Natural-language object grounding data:
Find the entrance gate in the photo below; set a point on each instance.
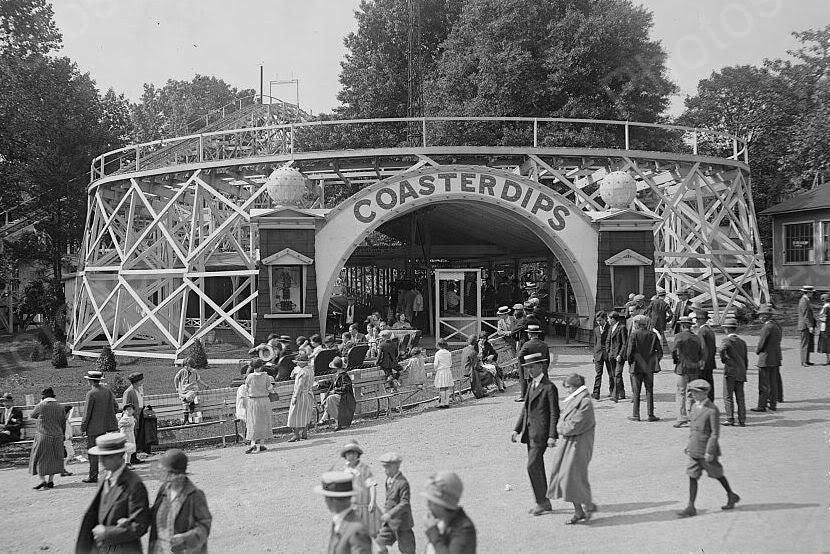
(455, 318)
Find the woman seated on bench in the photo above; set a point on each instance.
(340, 402)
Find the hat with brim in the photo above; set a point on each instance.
(335, 484)
(351, 446)
(110, 443)
(699, 385)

▶ [Your objective]: What is needed is a word-for-word transcription of all the entries, with the pictures dropped.

▶ [Answer section]:
Find the entrance gate in the photo below; set a point on each instance.
(455, 318)
Find the woman seated on bench in the photo above; set a point on each instance.
(340, 402)
Find the hat with brim in the photo above; set a point on each instance.
(335, 484)
(351, 446)
(110, 443)
(699, 385)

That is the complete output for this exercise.